--- Exercise requirements ---
Render every line of the records below as a Markdown table with the columns "Row" and "Line", numbering the rows and skipping blank lines. Leave the pictures out of the table.

--- Input records ---
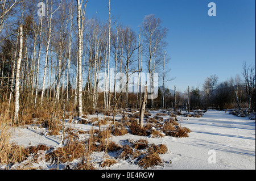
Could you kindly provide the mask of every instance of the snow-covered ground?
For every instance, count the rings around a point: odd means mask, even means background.
[[[154,116],[158,111],[150,112]],[[168,116],[162,117],[164,119]],[[177,119],[183,126],[192,130],[192,132],[188,134],[189,137],[150,138],[128,133],[121,136],[113,136],[110,140],[120,145],[125,144],[127,139],[136,141],[141,138],[146,139],[150,143],[166,145],[168,152],[160,155],[163,166],[156,166],[154,169],[255,169],[254,120],[218,111],[208,111],[201,117],[178,116]],[[67,123],[67,125],[85,131],[91,128],[89,125],[80,124]],[[61,136],[42,134],[45,132],[44,128],[31,125],[16,128],[13,141],[24,146],[41,144],[60,146]],[[94,153],[92,155],[92,160],[98,162],[102,160],[104,154],[103,152]],[[117,159],[117,163],[109,169],[141,169],[125,160]],[[44,164],[41,165],[43,169],[51,168],[48,165]],[[97,169],[102,169],[99,167]]]

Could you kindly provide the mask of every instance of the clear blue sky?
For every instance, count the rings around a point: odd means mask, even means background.
[[[209,16],[209,2],[216,16]],[[154,14],[169,29],[167,53],[167,87],[184,91],[201,89],[205,79],[216,74],[222,82],[241,74],[244,61],[255,65],[255,0],[111,0],[111,13],[123,25],[138,32],[146,15]],[[108,19],[108,0],[89,0],[88,18]],[[96,14],[96,11],[98,12]]]

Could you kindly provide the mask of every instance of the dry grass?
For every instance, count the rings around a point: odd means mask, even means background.
[[[82,157],[85,155],[85,144],[75,139],[69,139],[67,144],[63,147],[46,155],[46,160],[51,162],[59,161],[61,163],[71,162],[75,159]]]
[[[123,126],[120,126],[115,129],[113,128],[112,134],[114,136],[122,136],[128,133],[126,128]]]
[[[108,151],[117,151],[122,149],[122,146],[117,145],[115,142],[111,141],[108,145]]]
[[[134,142],[131,146],[135,149],[142,150],[148,147],[148,142],[146,140],[139,140]]]
[[[146,136],[147,135],[147,130],[144,127],[141,127],[140,125],[138,124],[136,120],[134,120],[131,123],[129,127],[131,131],[131,134],[138,136]]]
[[[113,159],[106,159],[101,162],[100,166],[102,167],[110,167],[115,163],[117,163],[117,162]]]
[[[10,142],[14,124],[10,119],[12,113],[6,107],[0,110],[0,163],[10,165],[22,162],[27,154],[23,146]]]
[[[151,130],[151,138],[163,138],[164,137],[164,135],[160,133],[159,131],[156,129],[152,129]]]
[[[133,150],[130,145],[125,145],[121,150],[122,153],[118,156],[118,158],[122,159],[128,159],[129,156],[133,155]]]

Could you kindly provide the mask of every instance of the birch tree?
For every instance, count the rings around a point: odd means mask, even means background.
[[[49,52],[49,47],[50,44],[51,37],[52,36],[52,16],[56,12],[56,11],[59,9],[60,5],[61,5],[62,1],[60,1],[60,4],[59,6],[53,10],[53,0],[51,1],[51,5],[49,3],[48,0],[46,0],[46,16],[47,16],[47,28],[48,28],[48,37],[47,39],[47,44],[46,44],[46,58],[44,61],[44,75],[43,78],[43,87],[42,90],[41,94],[41,104],[43,102],[43,100],[44,96],[44,92],[45,92],[45,86],[46,86],[46,72],[47,69],[47,64],[48,64],[48,52]]]
[[[15,78],[15,107],[14,112],[14,121],[18,122],[19,118],[19,83],[20,83],[20,64],[22,59],[22,49],[23,49],[23,27],[22,24],[19,26],[19,58],[17,61],[17,66],[16,70]]]
[[[78,50],[78,116],[82,115],[82,32],[84,29],[84,20],[85,18],[85,10],[87,0],[84,3],[84,0],[77,0],[77,31],[79,36]]]

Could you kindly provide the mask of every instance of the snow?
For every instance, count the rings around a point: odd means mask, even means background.
[[[154,116],[159,111],[149,111]],[[100,119],[103,115],[98,115]],[[96,117],[89,115],[88,118]],[[169,115],[162,116],[164,119]],[[117,116],[116,119],[121,117]],[[175,138],[165,136],[163,138],[151,138],[132,135],[129,133],[121,136],[112,136],[110,141],[124,145],[127,139],[138,140],[146,139],[149,143],[165,144],[168,152],[160,155],[163,166],[158,166],[154,169],[167,170],[237,170],[255,169],[255,121],[246,117],[240,117],[229,114],[228,112],[209,110],[201,117],[186,117],[177,116],[176,119],[183,127],[192,130],[189,137]],[[91,125],[66,123],[65,126],[89,131]],[[16,128],[12,141],[20,145],[30,146],[45,144],[46,146],[58,147],[61,141],[61,134],[50,136],[46,134],[45,128],[34,125],[24,128]],[[82,139],[86,138],[81,136]],[[89,135],[87,138],[89,137]],[[112,155],[112,154],[113,155]],[[114,153],[109,157],[114,157]],[[92,160],[99,162],[102,160],[104,153],[94,153]],[[76,162],[77,161],[73,161]],[[139,170],[135,164],[130,164],[126,161],[117,159],[118,163],[110,169]],[[38,164],[38,163],[36,163]],[[47,165],[48,164],[48,165]],[[39,164],[40,165],[40,164]],[[40,165],[43,169],[49,169],[48,163]],[[35,163],[34,166],[36,166]],[[56,166],[54,166],[55,167]],[[64,167],[60,164],[59,168]],[[96,167],[97,169],[103,169]]]

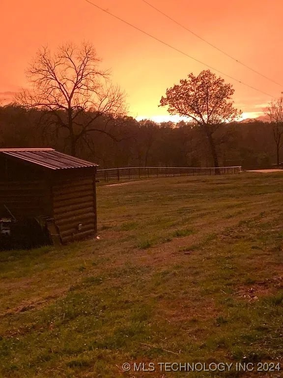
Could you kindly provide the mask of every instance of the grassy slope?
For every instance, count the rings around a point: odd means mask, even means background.
[[[283,180],[100,186],[100,240],[1,252],[0,377],[177,378],[187,373],[121,366],[281,362]]]

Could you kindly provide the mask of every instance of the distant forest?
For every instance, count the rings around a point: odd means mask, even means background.
[[[87,117],[81,115],[82,125],[95,116],[87,113]],[[0,106],[0,148],[51,147],[70,154],[69,135],[57,127],[58,119],[48,110],[14,104]],[[221,166],[242,165],[245,169],[276,163],[270,123],[225,124],[215,137]],[[98,117],[95,130],[80,134],[76,155],[97,163],[100,169],[213,166],[207,139],[193,123],[138,122],[127,116]]]

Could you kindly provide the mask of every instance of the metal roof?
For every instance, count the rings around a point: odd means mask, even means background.
[[[28,161],[50,169],[96,167],[97,164],[55,151],[53,148],[4,148],[0,154]]]

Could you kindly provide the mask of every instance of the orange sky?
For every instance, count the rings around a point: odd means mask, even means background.
[[[283,84],[282,0],[148,0],[210,43]],[[283,87],[265,79],[182,29],[141,0],[93,2],[211,66],[279,97]],[[41,45],[89,40],[111,68],[113,81],[127,94],[129,114],[139,118],[168,113],[158,108],[168,87],[206,67],[114,19],[85,0],[14,0],[0,4],[0,99],[26,85],[25,69]],[[223,76],[235,89],[244,116],[259,115],[272,99]],[[248,113],[248,114],[247,114]]]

--- Result for this task ---
| Row | Line |
|---|---|
| 1 | Could you kindly provide the mask of every instance of the snow-covered ground? |
| 2 | For every instance, count the rings around a point: odd means mask, even means background. |
| 3 | [[[154,116],[158,111],[150,112]],[[168,116],[162,117],[164,119]],[[177,119],[183,126],[192,130],[192,132],[188,134],[189,137],[150,138],[128,133],[121,136],[113,136],[110,140],[120,145],[125,144],[127,139],[136,141],[141,138],[146,139],[150,143],[166,145],[168,152],[160,155],[163,166],[156,166],[154,169],[255,169],[254,120],[218,111],[208,111],[201,117],[178,116]],[[67,123],[67,125],[85,131],[91,128],[89,125],[80,124]],[[61,136],[42,134],[45,132],[44,128],[31,125],[16,128],[13,141],[24,146],[41,144],[60,146]],[[94,153],[92,155],[92,160],[98,162],[102,160],[104,154],[103,152]],[[117,159],[117,163],[109,169],[141,169],[125,160]],[[44,164],[41,165],[43,169],[51,168],[48,165]],[[97,169],[102,169],[99,167]]] |
| 4 | Could you kindly provide the mask of every instance of the clear blue sky? |
| 5 | For every instance, count the rings around a point: odd means mask, even means background. |
| 6 | [[[209,16],[209,2],[216,16]],[[154,14],[169,29],[167,53],[167,87],[184,91],[201,89],[205,79],[216,74],[222,82],[241,74],[244,61],[255,65],[255,0],[111,0],[111,13],[123,25],[138,32],[146,15]],[[108,19],[108,0],[89,0],[88,18]],[[96,14],[96,11],[98,12]]] |
| 7 | Could you kindly provide the mask of every instance of the dry grass? |
| 8 | For every instance, count the rings around a point: odd means mask, even means background. |
| 9 | [[[82,157],[85,155],[85,144],[75,139],[69,139],[67,144],[63,147],[46,155],[46,160],[51,162],[59,161],[61,163],[71,162],[75,159]]] |
| 10 | [[[123,126],[120,126],[115,129],[113,128],[112,134],[114,136],[122,136],[128,133],[126,128]]] |
| 11 | [[[108,151],[117,151],[122,149],[122,146],[117,145],[115,142],[111,141],[108,145]]] |
| 12 | [[[134,142],[131,146],[135,149],[142,150],[148,147],[148,142],[146,140],[139,140]]] |
| 13 | [[[146,136],[147,135],[147,130],[144,127],[141,127],[140,125],[138,124],[136,120],[134,120],[131,123],[129,127],[131,131],[131,134],[138,136]]] |
| 14 | [[[113,159],[106,159],[101,162],[100,166],[102,167],[110,167],[115,163],[117,163],[117,162]]] |
| 15 | [[[10,142],[14,124],[10,119],[12,113],[6,107],[0,110],[0,163],[10,165],[22,162],[27,154],[23,146]]] |
| 16 | [[[151,130],[151,138],[163,138],[164,137],[164,135],[160,133],[159,131],[156,129],[152,129]]] |
| 17 | [[[133,150],[130,145],[125,145],[121,150],[122,153],[118,156],[118,158],[122,159],[128,159],[129,156],[133,155]]] |
| 18 | Could you kindly provide the mask of every instance of the birch tree? |
| 19 | For every instance, count the rings around a point: odd means mask, even means background. |
| 20 | [[[49,52],[49,47],[50,44],[51,37],[52,36],[52,16],[56,12],[56,11],[59,9],[60,5],[61,5],[62,1],[60,1],[60,4],[59,6],[53,10],[53,0],[51,1],[51,5],[49,3],[48,0],[46,0],[46,16],[47,16],[47,28],[48,28],[48,37],[47,39],[47,44],[46,44],[46,58],[44,61],[44,75],[43,78],[43,87],[42,90],[41,94],[41,104],[43,102],[43,100],[44,96],[44,92],[45,92],[45,86],[46,86],[46,72],[47,69],[47,64],[48,64],[48,52]]] |
| 21 | [[[15,78],[15,107],[14,112],[14,121],[18,122],[19,118],[19,83],[20,83],[20,64],[22,59],[22,49],[23,49],[23,27],[22,24],[19,26],[19,58],[17,61],[17,66],[16,70]]] |
| 22 | [[[78,50],[78,116],[82,115],[82,32],[84,29],[84,20],[85,18],[85,10],[87,0],[84,3],[84,0],[77,0],[77,31],[79,36]]] |
| 23 | Could you kindly provide the mask of every instance of the snow? |
| 24 | For every instance, count the rings around a point: odd means mask, even means background. |
| 25 | [[[154,116],[159,111],[149,111]],[[100,119],[103,115],[98,115]],[[96,117],[89,115],[88,118]],[[169,115],[162,116],[164,119]],[[117,116],[116,119],[121,117]],[[175,138],[165,136],[163,138],[151,138],[132,135],[129,133],[121,136],[112,136],[110,141],[124,145],[127,139],[138,140],[146,139],[149,143],[165,144],[168,152],[160,155],[163,166],[158,166],[154,169],[167,170],[237,170],[255,169],[255,121],[246,117],[240,117],[229,114],[228,112],[209,110],[201,117],[186,117],[177,116],[176,119],[183,127],[192,130],[189,137]],[[91,125],[66,123],[65,126],[89,131]],[[16,128],[12,141],[20,145],[30,146],[45,144],[46,146],[58,147],[61,141],[61,134],[50,136],[46,134],[45,128],[34,125],[24,128]],[[82,139],[86,138],[81,136]],[[89,135],[87,138],[89,137]],[[112,155],[112,154],[113,155]],[[114,153],[109,157],[114,157]],[[92,160],[99,162],[102,160],[104,153],[94,153]],[[76,162],[77,161],[73,161]],[[139,170],[135,164],[130,164],[126,161],[117,159],[118,163],[110,169]],[[38,164],[38,163],[36,163]],[[47,165],[48,164],[48,165]],[[39,164],[40,165],[40,164]],[[40,165],[43,169],[49,169],[48,163]],[[35,163],[34,166],[36,166]],[[56,166],[54,166],[55,167]],[[64,167],[60,164],[59,168]],[[96,167],[97,169],[103,169]]] |
| 26 | Could you kindly provide the mask of every instance of the grassy slope? |
| 27 | For every instance, count the rings around a point: odd means mask, even means background. |
| 28 | [[[283,180],[100,186],[100,240],[1,252],[0,377],[177,378],[187,373],[121,366],[281,362]]] |
| 29 | Could you kindly provide the mask of every instance of the distant forest? |
| 30 | For every instance, count the rings around a point: odd means mask, even means background. |
| 31 | [[[87,117],[81,115],[82,125],[95,116],[87,113]],[[0,106],[0,148],[51,147],[70,154],[69,135],[57,127],[58,119],[48,110],[14,104]],[[221,166],[242,165],[245,169],[276,163],[270,123],[225,124],[215,137]],[[98,117],[95,130],[80,134],[76,155],[97,163],[100,169],[213,166],[207,139],[193,123],[138,122],[127,116]]] |
| 32 | Could you kindly provide the mask of every instance of the metal roof? |
| 33 | For every instance, count the rings around a point: odd means mask, even means background. |
| 34 | [[[28,161],[50,169],[96,167],[97,164],[55,151],[53,148],[4,148],[0,154]]] |
| 35 | Could you kindly provide the mask of every instance of the orange sky? |
| 36 | For every instance, count the rings around a point: odd means mask, even means background. |
| 37 | [[[283,84],[282,0],[148,0],[210,43]],[[283,87],[265,79],[182,29],[141,0],[93,2],[211,66],[279,97]],[[41,45],[89,40],[111,68],[113,81],[127,94],[129,114],[139,118],[168,113],[158,108],[168,87],[206,67],[114,19],[85,0],[14,0],[0,4],[0,99],[26,85],[25,69]],[[223,76],[235,89],[244,116],[259,115],[272,99]],[[248,113],[248,114],[247,114]]] |